# Instruksi 1:
Cetak ulang bagian kutipan teks tentang KDRT mulai dari "Salah satu fokus" sampai dengan "jauh lebih dalam.".
# Instruksi 2:
Berdasarkan kutipan teks tentang KDRT, jawab setiap butir di bawah ini dengan tanda huruf yang sama:
(a) Siapa nama Wakil Dekan Fakultas Hukum Untag Samarinda yang tampil sebagai narasumber?
(b) Persoalan apa yang disebut sebagai salah satu akar penyebab utama KDRT?
(c) Jenis pernikahan apa yang dijalani pasangan yang belum memiliki dasar hukum yang kokoh?

# Kutipan Teks:
--------------------

Para narasumber yang tampil dalam sosialisasi ini adalah Wakil Dekan Fakultas Hukum Untag Samarinda yang mempunyai kredibilitas tak terbantahkan, yaitu Fatimah Asyari, SH, MHum, dan seorang pengacara berpengalaman yang tak diragukan lagi, Raja Ivan Haryanto, SH. Mereka adalah pembawa cahaya yang memberikan perspektif dan pengetahuan yang tak ternilai dalam mengupas masalah yang sangat mendasar dan menyentuh dalam konteks Kekerasan Dalam Rumah Tangga (KDRT).
Salah satu fokus utama yang muncul dalam diskusi adalah persoalan pernikahan dini, yang ternyata menjadi salah satu akar penyebab utama KDRT. Para narasumber membawa kita dalam perjalanan mendalam untuk memahami kerumitan masalah ini. Mereka tidak hanya merinci data dan fakta, tetapi juga mengaitkannya dengan dampak sosial yang jauh lebih dalam.
Ivan menjelaskan dengan bijak, “Pernikahan dini, dalam konteks ini, tidak sekadar akad nikah yang dilangsungkan pada usia muda. Ini adalah cermin dari permasalahan yang lebih besar di masyarakat.”
Ketika ditengok lebih jauh, disadari sebagian besar pasangan yang menjalani pernikahan dini, seringkali belum memiliki dasar hukum yang kokoh. Mereka menjalani pernikahan siri, yang mengakibatkan berbagai implikasi sosial dan hukum yang sangat serius.

--------------------

# Catatan Dataset:
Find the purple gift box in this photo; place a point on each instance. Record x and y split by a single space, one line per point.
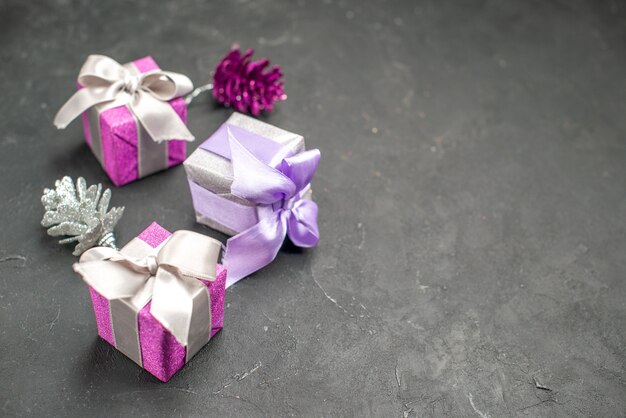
158 352
210 174
252 180
121 144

--------------------

# Hasil yang Benar 1:
Salah satu fokus utama yang muncul dalam diskusi adalah persoalan pernikahan dini, yang ternyata menjadi salah satu akar penyebab utama KDRT. Para narasumber membawa kita dalam perjalanan mendalam untuk memahami kerumitan masalah ini. Mereka tidak hanya merinci data dan fakta, tetapi juga mengaitkannya dengan dampak sosial yang jauh lebih dalam.

# Hasil yang Benar 2:
(a) Fatimah Asyari, SH, MHum.
(b) Pernikahan dini.
(c) Pernikahan siri.